# [TEXT FOR ANALYSIS]
————————
We are an American story that you, Mr. Obama, do not get at all. My ancestors fought in the Revolutionary War — with guns. We never owned slaves. We built churches. One still stands today in Trappe, Pennsylvania.
When Lutheran colonists reached a critical mass in Pennsylvania, the European Lutheran hierarchy sent Henry Melchoir Mulhenburg to organize the colonials. They had already begun to build schools to educate their own children and do other works of social import. My Great Grandfather was one of the men who built The Old Trappe Church. Mulhenburg worshiped there. I like to imagine he sat next to my Great Grandfather at some point.
In the 1990’s, my husband and I served on a Cabinet of advisers to the President of the Lutheran Seminary in Gettysburg. It is inarguably the only seminary with actual canons on campus. These are remnants of the Civil War which is now remembered – via a high tech museum opened this very week in Gettysburg — on what that battle meant to the preservation of the Union and the eventual abolition of slavery in America.
My branch of this Pennsylvanian family eventually made its way to Maryland. My parents met singing in a Lutheran church choir in Baltimore.
In 1968, after the murder of Martin Luther King, Jr., parts of Baltimore were going up in smoke. I still have the pass which allowed me to cross the police barrier — on the county/city borderline – to get to the hospital where I was then in training as a nurse.
In 1969, still clinging to God, I integrated what had been — until then — an all Black college in Maryland – Morgan State. All Caucasian universities were being forced to integrate back then. Morgan was told that, unless it opened its doors to white students, it would lose funding which paid for Black kids to take extra courses designed to repair the gaps in their public (lesser) education. Convincing white kids to integrate Morgan at that juncture was a hard sell. Harvard and Princeton were a limited option for Black students at the time.
The Mother of a dear friend, a civil rights activist and loving woman, asked me to sign on as the first full time blond day student at Morgan, in January 1969. I did not hesitate. My Lutheran family did not stop me.
For their open-minded stance, the windows of my parent’s home were regularly bombarded with eggs and fruit, and were sometimes broken.
Mr. Obama, if my family and I were typical white people – like your Grandmother – did our Pennsylvanian heritage make us “bitter?” I think not.
And may I ask, about what are we to be bitter? America still offers us all the same promise as it did our 18th century and subsequent ancestors, although big government often makes the paths to success more difficult. The immigrants whom you allege we hate are now a part of our family and we are proud (take note Mrs. Obama) to live in a blended world. We have intermarried with immigrant children from England, Scotland, Greece, and Pakistan, to name but a few countries. We say grace before meals. We contribute to our communities. We believe in America. We are not ashamed of it.
Your old paradigms are outdated, Mr. Obama. If you want to represent yourself as the leader of a new — color neutral — world order, you ought to look at the world which my family represents.
On the other hand, African American youth in the US drop out of high school at alarming rates. They have chosen to become a permanent underclass. They do not have hope-filled immigrant grandparents, nor apparently the right mentors. My Maternal Grandmother — who arrived in America in 1910 from what is now Slovakia — could barely speak English, but her 13 children and their kids and their kids… all respect the values we were taught. We were expected to get to the library faithfully as soon as we could walk there on our own. Bill Cosby got it right.
Rather than preach against America, why didn’t Rev. Wright mount a drive to get African American kids in Chicago to go to the library? How free are your cousins in Kenya to strive and choose to make a better world?
I have the impression that you are asking America to vote for some undefined change and, in the interim, to hold its collective breath until it all turns blue. Isn’t it ironic that we have turned politics in the United States into a color divided (red state vs. blue state) proposition?
————————
(Dataset excerpts)
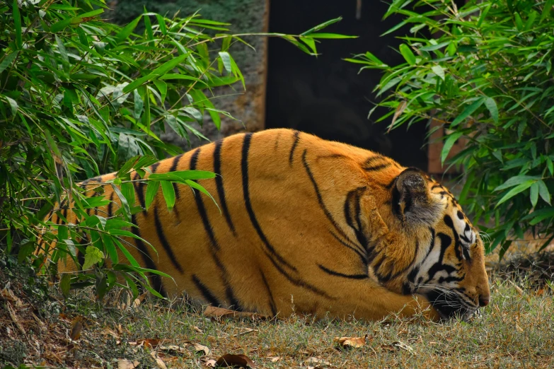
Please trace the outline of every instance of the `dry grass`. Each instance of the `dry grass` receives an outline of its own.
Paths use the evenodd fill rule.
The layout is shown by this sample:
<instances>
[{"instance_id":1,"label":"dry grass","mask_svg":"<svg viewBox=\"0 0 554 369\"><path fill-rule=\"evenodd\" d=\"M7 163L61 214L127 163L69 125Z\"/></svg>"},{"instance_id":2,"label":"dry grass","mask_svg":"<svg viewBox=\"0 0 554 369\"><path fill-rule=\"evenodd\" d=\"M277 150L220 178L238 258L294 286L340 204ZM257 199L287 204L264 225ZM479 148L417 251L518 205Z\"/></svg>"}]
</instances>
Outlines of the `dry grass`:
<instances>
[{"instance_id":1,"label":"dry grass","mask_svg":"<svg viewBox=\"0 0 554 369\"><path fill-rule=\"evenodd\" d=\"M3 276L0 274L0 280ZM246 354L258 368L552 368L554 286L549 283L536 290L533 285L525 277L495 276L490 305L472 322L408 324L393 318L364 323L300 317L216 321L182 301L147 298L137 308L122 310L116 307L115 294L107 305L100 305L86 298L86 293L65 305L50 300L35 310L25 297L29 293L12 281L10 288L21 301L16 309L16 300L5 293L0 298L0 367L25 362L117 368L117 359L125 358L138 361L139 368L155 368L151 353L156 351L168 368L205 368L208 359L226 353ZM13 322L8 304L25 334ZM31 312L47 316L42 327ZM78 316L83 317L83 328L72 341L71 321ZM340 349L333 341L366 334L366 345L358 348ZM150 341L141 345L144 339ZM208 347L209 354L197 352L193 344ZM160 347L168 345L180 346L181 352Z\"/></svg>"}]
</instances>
————————
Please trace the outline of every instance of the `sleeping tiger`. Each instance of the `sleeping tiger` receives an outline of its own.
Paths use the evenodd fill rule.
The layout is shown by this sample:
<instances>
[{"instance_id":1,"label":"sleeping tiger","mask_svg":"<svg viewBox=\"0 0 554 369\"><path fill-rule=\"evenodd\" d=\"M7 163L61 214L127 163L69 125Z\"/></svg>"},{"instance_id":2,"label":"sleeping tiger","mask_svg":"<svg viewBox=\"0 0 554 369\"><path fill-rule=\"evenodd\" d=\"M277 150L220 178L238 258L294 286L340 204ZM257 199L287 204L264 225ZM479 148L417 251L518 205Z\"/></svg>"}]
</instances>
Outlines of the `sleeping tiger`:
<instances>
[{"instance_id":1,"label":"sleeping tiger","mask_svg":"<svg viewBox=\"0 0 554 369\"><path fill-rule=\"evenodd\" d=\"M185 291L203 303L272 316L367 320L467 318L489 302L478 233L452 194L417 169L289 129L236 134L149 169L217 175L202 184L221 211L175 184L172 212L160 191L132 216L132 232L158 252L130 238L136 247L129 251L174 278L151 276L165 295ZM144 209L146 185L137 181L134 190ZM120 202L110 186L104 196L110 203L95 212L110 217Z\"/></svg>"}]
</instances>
————————
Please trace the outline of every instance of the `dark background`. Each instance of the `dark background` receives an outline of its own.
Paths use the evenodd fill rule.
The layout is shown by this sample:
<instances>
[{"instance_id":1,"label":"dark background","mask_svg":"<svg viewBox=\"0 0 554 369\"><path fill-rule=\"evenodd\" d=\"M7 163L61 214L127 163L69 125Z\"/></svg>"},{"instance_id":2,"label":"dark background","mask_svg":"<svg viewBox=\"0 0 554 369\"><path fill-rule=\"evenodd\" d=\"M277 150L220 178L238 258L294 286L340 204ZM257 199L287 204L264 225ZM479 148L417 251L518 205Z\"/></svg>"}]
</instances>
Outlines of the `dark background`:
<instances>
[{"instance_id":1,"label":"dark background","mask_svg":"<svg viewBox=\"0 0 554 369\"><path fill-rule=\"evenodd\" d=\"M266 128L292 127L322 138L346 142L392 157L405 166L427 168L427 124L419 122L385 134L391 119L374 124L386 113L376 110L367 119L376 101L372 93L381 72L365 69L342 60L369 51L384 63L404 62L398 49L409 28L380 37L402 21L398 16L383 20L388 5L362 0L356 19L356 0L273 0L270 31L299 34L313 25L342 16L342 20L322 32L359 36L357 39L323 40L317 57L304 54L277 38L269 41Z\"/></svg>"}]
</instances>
————————
# [YOUR ASSIGNMENT]
Can you echo the letter to Mr. Obama word for word from "On the other" to "got it right."?

# [EXERCISE OUTPUT]
On the other hand, African American youth in the US drop out of high school at alarming rates. They have chosen to become a permanent underclass. They do not have hope-filled immigrant grandparents, nor apparently the right mentors. My Maternal Grandmother — who arrived in America in 1910 from what is now Slovakia — could barely speak English, but her 13 children and their kids and their kids… all respect the values we were taught. We were expected to get to the library faithfully as soon as we could walk there on our own. Bill Cosby got it right.